Given problem 1: Reproduce the passage from the post on ellipses word for word. Begin at the words "But the pressure" and stop after "up a guess.".
Given problem 2: According to the post on ellipses, which floor of an apartment building does the writer now live on?
Given problem 3: List every kind of omitted quoted material that the post on ellipses says ellipses can denote.

Source:
All … about … ellipses ………..

30 Oct

I am inherently bad at guessing what kids are supposed to be dressed as for Halloween.

I think it’s the pressure.  Whenever I open the door and see a child holding out a candy bucket or pillowcase, I feel like it is my duty to validate the child and the child’s parents by immediately knowing–and naming–what the costume is supposed to be.

But the pressure gets to me.

If I open my door and see a child wrapped head to toe in toilet paper, the word “mummy” is suddenly gone from my vocabulary, and I’m left hemming and hawing.

“Ah, yes.  I see you’re . . . a . . . burn victim?”

Superman shows up at my door.

” . . . Primary color lover pentagon man?”

Then there are some costumes for which, try as I might, I just can’t conjure up a guess.

“You’re . . . a . . .”

And I leave it.  The tiny little cretin stares up at me, begging me with his Puss in Boots eyes to name his costume, not appreciating that by simply saying, “You’re . . . a . . . ” I’ve taught him a valuable lesson in existentialist philosophy!  He is the one responsible for giving his costume meaning! What is more true a concept than the very statement, “You’re . . . a . . . ” when it is the subjective individual who captains his own destiny?!

And so a lot of kids don’t come to my door.  Also because I now live on the third floor of an apartment building.  Also because I give out walnuts and brochures about dental safety.

One thing that all of those responses have in common, though, besides their blazing ignorance, is the use of the ellipsis.  Ellipsis (plural: ellipses) is the official name for the “. . . ” punctuation mark.  I know most of you are familiar with the concept of ellipses, because I’ve received emails from you.  Let’s have a list with some facts and ground rules for ellipses.

1. In the Halloween example sentences above, I used ellipses for what is probably their most common use in casual writing: to denote a pause or a trailing off.  This is an actual purpose of the ellipses, and in the right context (correspondence, dialogue, creative writing) it is absolutely acceptable in moderation.  Ending a sentence (of dialogue or otherwise) with an ellipsis can denote a number of things: a trailing off, a sense of uncertainty, a sense of doom, etc.

2. Don’t make your ellipsis do all the heavy lifting, though! As you can see above, ending or starting a sentence with an ellipsis (again, using it to denote a certain mood is not appropriate for formal or research papers) can mean a number of things, and it could be the cause for some major miscommunication.  For example: if you send me a text message that ends with an ellipsis, I categorically assume that you are mad at me.  To me, the ellipsis makes everything either angry, cryptic, or creepy.  Look:

I’m wearing your dress!

vs.

I’m wearing your dress . . . 

If I received the first message, I would assume it was from a friend who was excited to be wearing my dress.  If I received the second message, I would assume that Buffalo Bill from The Silence of the Lambs has stolen a friend’s phone and my life was about to get very, very dark.

You might not read ellipses like this, but that’s exactly the point: everyone interprets them differently.  That’s why you need to be careful when using them in any kind of correspondence.

3. Use ellipses in moderation.  They do not replace standard punctuation marks.  Your emails should not be strung together by a series of ellipses.  You need some definite starting and ending points.

4. Ellipses are also used to denote words, phrases, lines, or paragraphs that have been omitted from quoted material.  You can do this to save space or eliminate words or phrases that are unnecessary for your purposes.  However, you may not use an ellipses to change the author’s meaning.

Position annotation records
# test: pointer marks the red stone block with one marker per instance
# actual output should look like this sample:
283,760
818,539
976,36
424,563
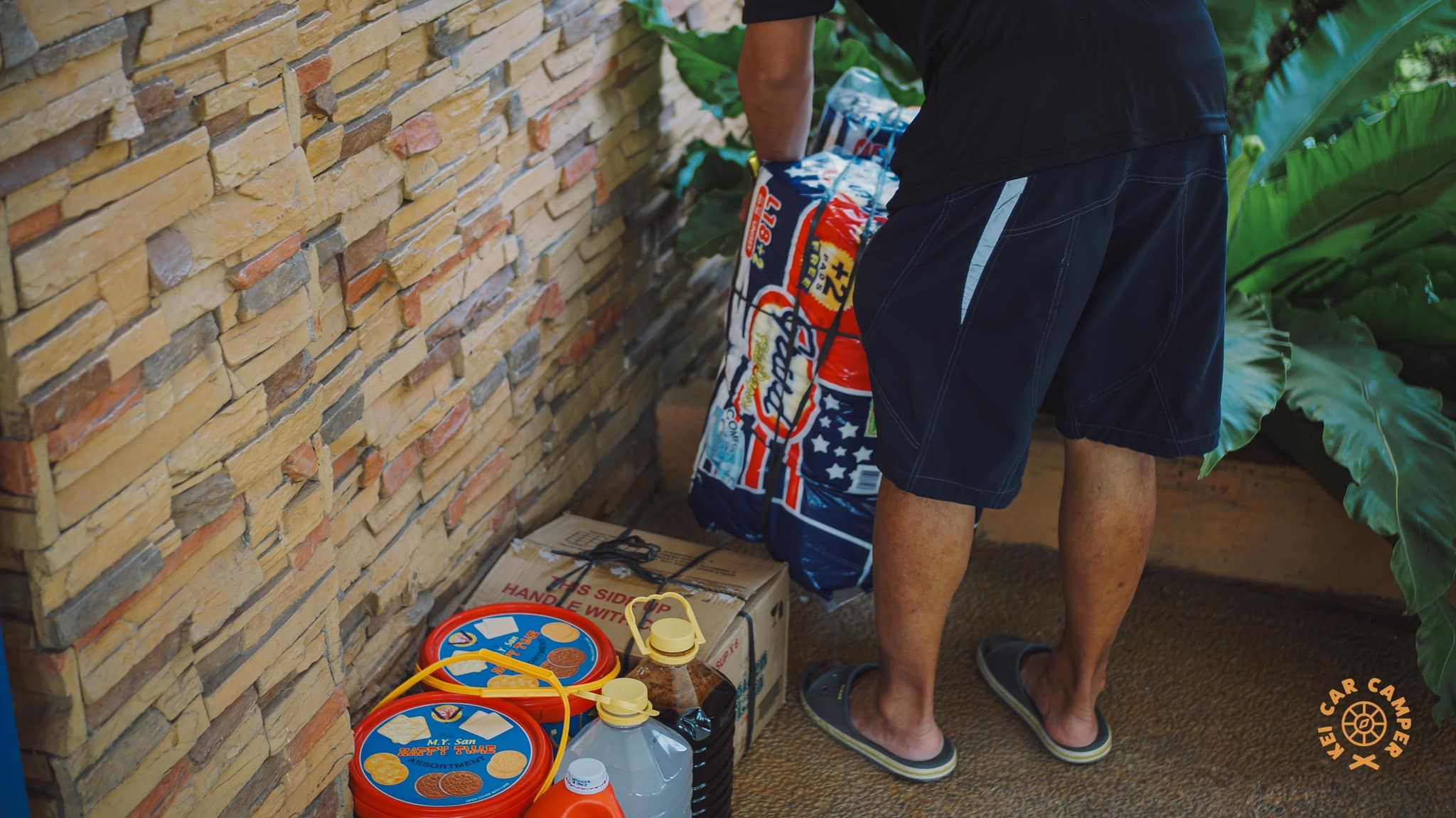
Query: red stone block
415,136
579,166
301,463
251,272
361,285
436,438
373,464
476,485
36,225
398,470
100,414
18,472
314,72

...

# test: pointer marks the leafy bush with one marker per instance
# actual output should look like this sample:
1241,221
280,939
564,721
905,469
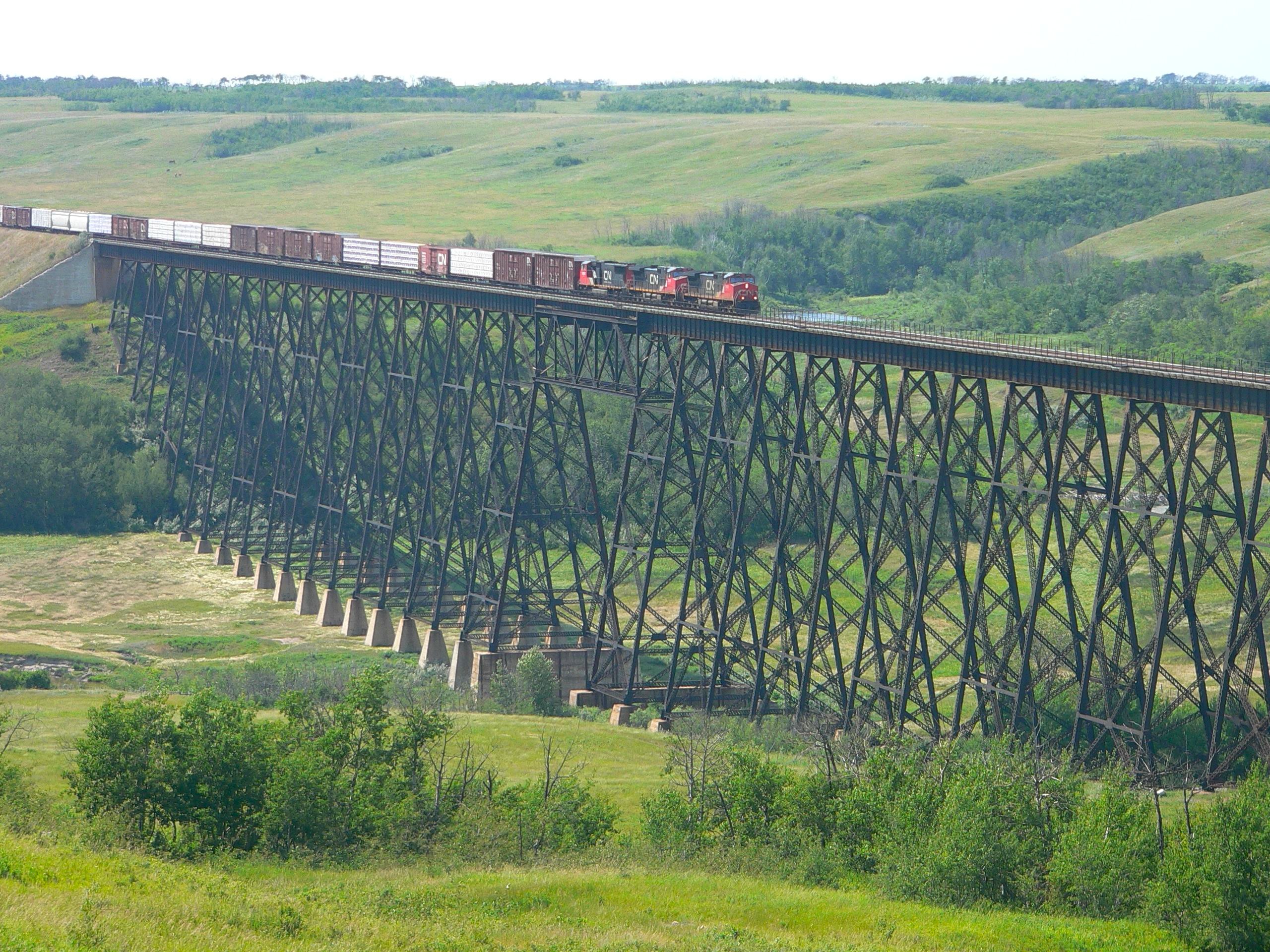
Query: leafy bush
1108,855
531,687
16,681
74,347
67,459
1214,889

...

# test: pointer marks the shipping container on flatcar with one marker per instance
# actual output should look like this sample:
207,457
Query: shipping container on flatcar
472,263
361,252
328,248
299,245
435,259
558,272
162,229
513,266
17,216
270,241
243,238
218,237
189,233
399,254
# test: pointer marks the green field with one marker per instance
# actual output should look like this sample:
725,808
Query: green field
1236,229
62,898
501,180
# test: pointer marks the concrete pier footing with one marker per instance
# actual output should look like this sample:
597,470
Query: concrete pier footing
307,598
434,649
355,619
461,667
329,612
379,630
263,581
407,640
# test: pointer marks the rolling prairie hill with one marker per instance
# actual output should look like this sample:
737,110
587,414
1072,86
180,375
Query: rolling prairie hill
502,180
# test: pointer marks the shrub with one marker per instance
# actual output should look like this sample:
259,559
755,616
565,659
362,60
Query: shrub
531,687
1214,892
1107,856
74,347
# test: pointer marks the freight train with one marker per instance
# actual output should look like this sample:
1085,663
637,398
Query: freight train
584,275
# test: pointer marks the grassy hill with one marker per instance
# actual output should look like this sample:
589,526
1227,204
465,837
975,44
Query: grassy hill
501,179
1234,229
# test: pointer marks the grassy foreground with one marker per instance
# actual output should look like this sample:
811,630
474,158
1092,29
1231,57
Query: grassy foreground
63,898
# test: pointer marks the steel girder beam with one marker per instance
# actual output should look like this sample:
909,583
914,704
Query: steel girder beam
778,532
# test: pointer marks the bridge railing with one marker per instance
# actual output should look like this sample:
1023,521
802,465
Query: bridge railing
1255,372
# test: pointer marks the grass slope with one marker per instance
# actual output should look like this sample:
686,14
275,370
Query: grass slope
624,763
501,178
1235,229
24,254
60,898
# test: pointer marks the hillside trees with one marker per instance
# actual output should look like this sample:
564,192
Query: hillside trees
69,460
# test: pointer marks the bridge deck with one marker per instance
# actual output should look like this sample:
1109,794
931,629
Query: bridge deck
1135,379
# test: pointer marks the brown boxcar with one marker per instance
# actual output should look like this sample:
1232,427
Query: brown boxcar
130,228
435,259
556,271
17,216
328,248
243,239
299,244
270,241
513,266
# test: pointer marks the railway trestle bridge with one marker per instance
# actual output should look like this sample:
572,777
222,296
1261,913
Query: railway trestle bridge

Worked answer 1:
But the pressure gets to me.

If I open my door and see a child wrapped head to toe in toilet paper, the word “mummy” is suddenly gone from my vocabulary, and I’m left hemming and hawing.

“Ah, yes.  I see you’re . . . a . . . burn victim?”

Superman shows up at my door.

” . . . Primary color lover pentagon man?”

Then there are some costumes for which, try as I might, I just can’t conjure up a guess.

Worked answer 2: The third floor.

Worked answer 3: Words, phrases, lines, and paragraphs.